*Assigned task*
Each line of the data should be repeated precisely.

*Given records*
○ ○ ○ ○ ○
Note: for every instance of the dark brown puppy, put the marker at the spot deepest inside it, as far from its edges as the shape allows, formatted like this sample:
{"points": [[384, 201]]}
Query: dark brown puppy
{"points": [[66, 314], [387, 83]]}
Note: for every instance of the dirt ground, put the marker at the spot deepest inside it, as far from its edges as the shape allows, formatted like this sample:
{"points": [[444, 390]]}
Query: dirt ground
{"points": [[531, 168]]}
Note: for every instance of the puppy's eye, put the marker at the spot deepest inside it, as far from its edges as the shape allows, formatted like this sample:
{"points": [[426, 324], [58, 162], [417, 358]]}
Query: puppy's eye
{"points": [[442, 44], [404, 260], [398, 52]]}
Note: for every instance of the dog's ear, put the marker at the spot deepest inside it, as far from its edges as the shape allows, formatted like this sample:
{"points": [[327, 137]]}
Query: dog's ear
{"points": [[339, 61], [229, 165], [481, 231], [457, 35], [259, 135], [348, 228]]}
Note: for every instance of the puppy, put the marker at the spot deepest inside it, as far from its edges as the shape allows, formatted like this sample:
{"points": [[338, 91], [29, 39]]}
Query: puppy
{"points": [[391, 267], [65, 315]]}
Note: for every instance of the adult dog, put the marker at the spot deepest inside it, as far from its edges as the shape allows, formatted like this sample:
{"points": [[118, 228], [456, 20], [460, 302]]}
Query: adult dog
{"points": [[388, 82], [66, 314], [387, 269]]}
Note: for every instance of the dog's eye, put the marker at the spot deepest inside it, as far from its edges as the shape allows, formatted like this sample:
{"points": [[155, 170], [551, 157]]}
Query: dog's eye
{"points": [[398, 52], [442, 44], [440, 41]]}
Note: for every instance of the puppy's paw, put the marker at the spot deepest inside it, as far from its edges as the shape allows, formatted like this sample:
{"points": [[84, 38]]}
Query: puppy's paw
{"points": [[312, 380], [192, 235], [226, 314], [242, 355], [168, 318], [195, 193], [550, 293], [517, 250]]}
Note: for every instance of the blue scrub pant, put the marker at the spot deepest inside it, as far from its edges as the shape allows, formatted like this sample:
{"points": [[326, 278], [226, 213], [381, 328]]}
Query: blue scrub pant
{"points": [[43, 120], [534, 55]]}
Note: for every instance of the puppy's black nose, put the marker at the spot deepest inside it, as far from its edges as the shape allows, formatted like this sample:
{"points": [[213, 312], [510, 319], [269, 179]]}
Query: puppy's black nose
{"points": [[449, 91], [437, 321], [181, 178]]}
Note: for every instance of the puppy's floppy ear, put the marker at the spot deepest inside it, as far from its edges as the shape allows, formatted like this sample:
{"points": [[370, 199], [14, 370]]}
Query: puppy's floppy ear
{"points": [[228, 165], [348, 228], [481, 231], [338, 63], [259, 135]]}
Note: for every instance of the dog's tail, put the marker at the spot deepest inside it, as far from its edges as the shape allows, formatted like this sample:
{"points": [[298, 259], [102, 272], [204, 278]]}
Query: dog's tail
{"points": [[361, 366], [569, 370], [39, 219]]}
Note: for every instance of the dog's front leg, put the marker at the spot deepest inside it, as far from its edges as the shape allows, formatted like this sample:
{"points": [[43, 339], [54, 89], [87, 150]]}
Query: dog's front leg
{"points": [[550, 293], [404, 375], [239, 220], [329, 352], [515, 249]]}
○ ○ ○ ○ ○
*Output of the exercise*
Note: for every instance of the dark brown puppy, put the marker at the spot deepest inside it, as far from its edges as the shape allows, formatted like this sample:
{"points": [[384, 201]]}
Query: dark brown puppy
{"points": [[66, 314], [387, 83]]}
Note: for every instance of the dirt ground, put the marker at the spot deepest inside it, as far from its edges as the shape allows, formatted like this sample:
{"points": [[444, 390]]}
Query: dirt ground
{"points": [[531, 168]]}
Note: for every instance of the puppy's eye, put the marker at the spot deepest inside it, as far from its edges as the shape allows, formatted like this sample:
{"points": [[426, 324], [58, 162], [417, 358]]}
Query: puppy's eye
{"points": [[442, 44], [404, 260], [398, 52]]}
Note: for every instance of the dog's ear, put the marker at the spot deepest inside it, as far from its edges as the shape allows, formatted like this sample:
{"points": [[327, 137]]}
Query: dog's ear
{"points": [[339, 61], [229, 165], [481, 231], [457, 35], [259, 135], [348, 228]]}
Note: for every instance of the puppy, put the marker at the spot deepest inside it, as far from its edges as the shape allows, formatted like this sample:
{"points": [[338, 91], [29, 39]]}
Query: puppy
{"points": [[391, 267], [65, 315]]}
Note: for every instance of the adult dog, put the marker at the spot deepest inside it, as far from its edges as the shape allows, formatted like this sample:
{"points": [[118, 228], [456, 20], [460, 302]]}
Query: adult dog
{"points": [[388, 82], [66, 314], [387, 269]]}
Note: for every instance of the dog's eye, put the marker at the spot deepest inside it, as far from its edges as the shape allows, formatted like this sample:
{"points": [[155, 170], [551, 157]]}
Query: dog's eye
{"points": [[398, 52], [442, 44], [440, 41]]}
Note: for every instance of the puppy's paw, put the marker at the spot deepest inside it, as far from its edges as the shape allows, formatted like this sample:
{"points": [[84, 38]]}
Query: puppy's paw
{"points": [[312, 380], [192, 235], [226, 314], [242, 355], [168, 318], [195, 193], [550, 293], [517, 250]]}
Note: for every instance of the blue scrub pant, put the marker at the spot deepest inside it, as far from its edges as the shape allows, formatted like this sample:
{"points": [[326, 278], [226, 213], [381, 328]]}
Query: blue scrub pant
{"points": [[43, 120], [534, 55]]}
Note: for every instance of the puppy's black nose, put the marker at the spot deepest inside it, as far from its edges as the shape allows, formatted like this sample:
{"points": [[213, 312], [510, 319], [269, 179]]}
Query: puppy's black nose
{"points": [[449, 91], [437, 321], [181, 178]]}
Note: for every instance of the puppy's floppy ear, put the marker at the spot deepest inside it, as far from its edges as the shape allows, formatted like this sample:
{"points": [[370, 199], [14, 370]]}
Query: puppy's floppy ear
{"points": [[228, 165], [348, 228], [481, 231], [338, 63], [259, 135]]}
Note: for every instance of the dog's tail, put the marker at the spot deepest inside it, as far from its edges as the shape allows, formatted like this sample:
{"points": [[298, 259], [102, 272], [204, 278]]}
Query: dog's tail
{"points": [[361, 366], [569, 370], [39, 219]]}
Note: for every instance of the dog's front leg, put the marker at the spot deepest inside it, as far from its edges as the shape allows, formatted like this sample:
{"points": [[43, 339], [54, 89], [87, 150]]}
Query: dog's front leg
{"points": [[550, 293], [404, 375], [239, 220], [329, 352], [515, 249]]}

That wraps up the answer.